● Action item
Print the entries exactly; skip the pictures.

● Entries supplied
=== Section Start ===
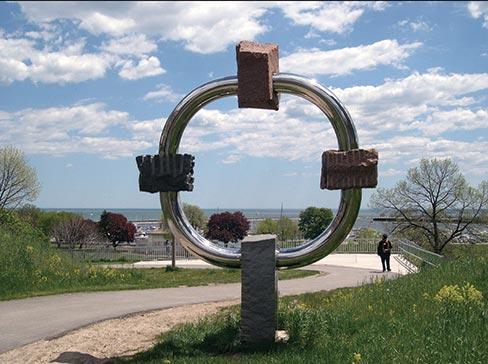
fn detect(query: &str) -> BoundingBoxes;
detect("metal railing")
[63,244,192,262]
[395,238,444,273]
[62,238,400,262]
[331,238,400,254]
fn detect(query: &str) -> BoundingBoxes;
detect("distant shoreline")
[40,207,380,221]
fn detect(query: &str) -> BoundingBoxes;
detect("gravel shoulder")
[0,300,238,364]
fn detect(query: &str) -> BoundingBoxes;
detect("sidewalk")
[133,253,409,275]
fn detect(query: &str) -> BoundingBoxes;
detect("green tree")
[256,218,278,235]
[16,206,81,239]
[356,227,381,239]
[277,216,302,241]
[256,217,302,241]
[15,204,42,227]
[370,158,488,254]
[298,206,334,240]
[183,203,207,232]
[0,146,41,211]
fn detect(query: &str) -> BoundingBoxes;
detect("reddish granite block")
[320,149,378,190]
[236,41,280,110]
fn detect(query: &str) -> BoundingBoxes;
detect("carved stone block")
[136,154,194,193]
[321,149,378,190]
[236,40,280,110]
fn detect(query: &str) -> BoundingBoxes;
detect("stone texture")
[320,149,378,190]
[136,153,194,193]
[236,40,280,110]
[240,236,277,345]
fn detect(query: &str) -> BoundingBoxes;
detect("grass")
[3,215,488,362]
[0,221,318,301]
[115,254,488,364]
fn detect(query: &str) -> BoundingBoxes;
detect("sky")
[0,1,487,211]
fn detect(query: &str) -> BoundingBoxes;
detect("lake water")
[41,207,386,232]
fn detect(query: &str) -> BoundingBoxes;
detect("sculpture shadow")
[50,351,125,364]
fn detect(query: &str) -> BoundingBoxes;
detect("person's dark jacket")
[377,238,392,256]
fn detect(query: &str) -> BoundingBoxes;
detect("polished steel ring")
[159,73,361,269]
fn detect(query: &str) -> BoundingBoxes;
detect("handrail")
[393,255,418,273]
[397,238,444,270]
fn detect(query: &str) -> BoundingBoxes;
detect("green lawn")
[0,264,318,301]
[116,255,488,364]
[0,221,319,301]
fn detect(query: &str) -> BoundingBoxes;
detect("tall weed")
[0,212,142,300]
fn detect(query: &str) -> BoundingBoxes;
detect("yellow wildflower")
[434,284,463,303]
[461,283,483,305]
[434,283,484,307]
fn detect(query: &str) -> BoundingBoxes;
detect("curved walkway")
[0,254,407,354]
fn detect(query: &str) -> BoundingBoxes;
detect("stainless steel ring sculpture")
[159,73,361,269]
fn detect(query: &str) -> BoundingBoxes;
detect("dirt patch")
[0,300,239,364]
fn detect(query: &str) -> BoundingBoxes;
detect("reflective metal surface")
[159,73,362,269]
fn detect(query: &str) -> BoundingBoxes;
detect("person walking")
[377,233,392,272]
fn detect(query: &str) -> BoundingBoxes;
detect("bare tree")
[52,218,101,249]
[0,146,41,210]
[370,158,488,253]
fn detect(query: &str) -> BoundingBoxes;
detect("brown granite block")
[236,40,280,110]
[320,149,378,190]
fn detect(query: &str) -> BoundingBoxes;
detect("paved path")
[0,254,407,354]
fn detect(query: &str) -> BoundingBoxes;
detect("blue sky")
[1,1,487,211]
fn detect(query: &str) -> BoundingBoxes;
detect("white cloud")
[0,32,113,84]
[0,36,35,83]
[374,136,488,175]
[15,1,387,55]
[100,34,157,56]
[468,1,488,28]
[410,20,432,32]
[409,108,488,136]
[277,1,388,34]
[173,70,488,175]
[16,1,271,54]
[179,98,337,163]
[0,27,165,84]
[330,70,488,136]
[80,12,136,36]
[280,39,421,76]
[78,137,152,159]
[1,68,486,178]
[0,102,146,157]
[398,18,433,32]
[118,56,166,80]
[29,51,111,84]
[6,0,399,88]
[142,84,182,103]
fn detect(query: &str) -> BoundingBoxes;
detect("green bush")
[0,210,142,300]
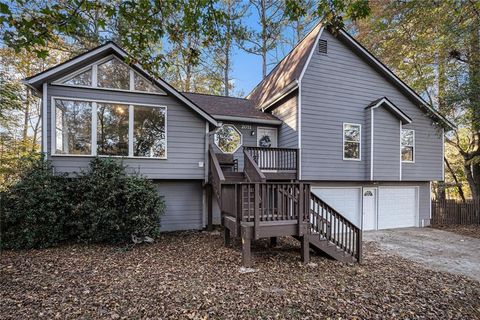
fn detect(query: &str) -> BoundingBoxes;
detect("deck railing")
[208,146,225,201]
[244,149,266,182]
[244,146,298,172]
[310,192,362,262]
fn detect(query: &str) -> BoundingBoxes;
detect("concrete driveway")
[364,227,480,282]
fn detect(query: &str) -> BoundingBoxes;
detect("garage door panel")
[378,187,417,229]
[311,188,361,227]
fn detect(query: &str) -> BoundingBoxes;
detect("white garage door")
[378,187,417,229]
[311,188,361,227]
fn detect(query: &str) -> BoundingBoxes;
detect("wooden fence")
[431,200,480,225]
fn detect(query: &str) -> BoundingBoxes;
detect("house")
[23,24,453,266]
=== Section End ===
● Response
fn detect(query: &str) -> BoundingBoxes;
detect("metal railing")
[63,244,192,262]
[395,238,444,273]
[62,238,400,262]
[331,238,400,254]
fn detect(query: &str) -> BoundingBoxes;
detect("distant shoreline")
[40,207,380,221]
fn detect(query: &str) -> BoundingBoxes;
detect("gravel shoulder")
[0,300,238,364]
fn detect(query: &str) -> BoundingBoxes;
detect("sidewalk")
[133,253,409,275]
fn detect(query: &str) -> BoundingBoxes;
detect("green tree")
[256,218,278,235]
[16,206,81,239]
[356,227,381,239]
[277,216,302,241]
[256,217,302,241]
[15,204,42,227]
[370,158,488,254]
[298,206,334,240]
[183,203,207,232]
[0,146,41,211]
fn detect(query: &str) -> BoundingBoxes;
detect("reddish granite block")
[320,149,378,190]
[236,41,280,110]
fn detect(query: &str) -> BoundingBoxes;
detect("carved stone block")
[136,154,194,193]
[321,149,378,190]
[236,40,280,110]
fn detect(query: &str) -> BoundingBoxes;
detect("stone texture")
[320,149,378,190]
[136,153,194,193]
[236,40,280,110]
[240,236,277,345]
fn detect(query: &str) -> BoundingBoxes;
detect("grass")
[3,215,488,362]
[0,221,318,301]
[115,254,488,364]
fn detect(query: &str) -> BoundingBoxes;
detect("sky")
[0,1,487,211]
fn detect(query: &str) -> BoundingBoxes;
detect("lake water")
[41,207,386,232]
fn detect(query: &str) -> BoundingBoxes;
detect("sculpture shadow")
[50,351,125,364]
fn detect(query: &str) -> BoundingBoxes;
detect("person's dark jacket")
[377,238,392,256]
fn detect(query: &str) -> BoundingBoxes;
detect("polished steel ring")
[159,73,361,269]
fn detect(query: &str) -> BoundingBoxes;
detect("handrail")
[393,255,418,273]
[397,238,444,270]
fn detect(query: &str) -> BoundingBoxes;
detect("green lawn")
[0,264,318,301]
[116,255,488,364]
[0,221,319,301]
fn detect(query: &str) -> BoundingBoxes;
detect("tall weed")
[0,212,142,300]
fn detect(query: &str) -> BoundingBoxes;
detect("yellow wildflower")
[434,284,463,303]
[461,283,483,305]
[434,283,484,307]
fn detect(query: &str) -> BoundingBoxes;
detect("curved walkway")
[0,254,407,354]
fn detect(query: &str) -> BoundingBoxes;
detect("stainless steel ring sculpture")
[159,73,361,269]
fn detect(query: &str) -> BoundingBoxes;
detect("dirt patch")
[0,300,239,364]
fn detect(query: &str) -> BoundingBoxes;
detect("reflective metal surface")
[159,73,362,269]
fn detect(query: &str) -> BoundingBoxes;
detect("person walking")
[377,233,392,272]
fn detect(query: &str) -> BoundingBoxes;
detect("bare tree")
[52,218,101,249]
[0,146,41,210]
[370,158,488,253]
fn detect(query: &str) -> BoundingBoxes;
detect("brown granite block")
[236,40,280,110]
[320,149,378,190]
fn detect(query: &str) -> BoundingBoxes;
detect("paved path")
[0,254,407,354]
fn detect(query: &str) -> BoundingBoxes;
detect("blue sky")
[1,1,487,211]
fn detect(query: &str) -> BoundingBoxes;
detect("white cloud")
[0,32,113,84]
[0,36,35,83]
[374,136,488,175]
[15,1,387,55]
[100,34,157,56]
[468,1,488,28]
[410,20,432,32]
[409,108,488,136]
[277,1,388,34]
[173,70,488,175]
[16,1,271,54]
[179,98,337,163]
[0,27,165,84]
[330,70,488,136]
[80,12,136,36]
[280,39,421,76]
[78,137,152,159]
[1,68,486,178]
[0,102,146,157]
[398,18,433,32]
[118,56,166,80]
[29,51,111,84]
[6,0,399,88]
[142,84,182,103]
fn detect(query: &str) -> BoundingBoxes;
detect("green bush")
[0,210,142,300]
fn detect(query: &str) -> BoundingBoxes;
detect("deck railing")
[208,146,225,201]
[244,149,266,182]
[244,146,298,172]
[310,192,362,262]
fn detect(query: &str) -> BoundingBoxes;
detect("concrete driveway")
[364,227,480,282]
fn detect(query: &str) -> BoundingBoxes;
detect("garage door panel")
[378,187,417,229]
[311,188,361,227]
fn detect(query: &str) -> BoundingBoxes;
detect("white garage door")
[378,187,417,229]
[311,188,361,227]
fn detect(query: &str) -> BoundingBoxes;
detect("wooden fence")
[431,200,480,225]
fn detect(query: &str) -> BoundingBoxes;
detect("house")
[23,24,453,266]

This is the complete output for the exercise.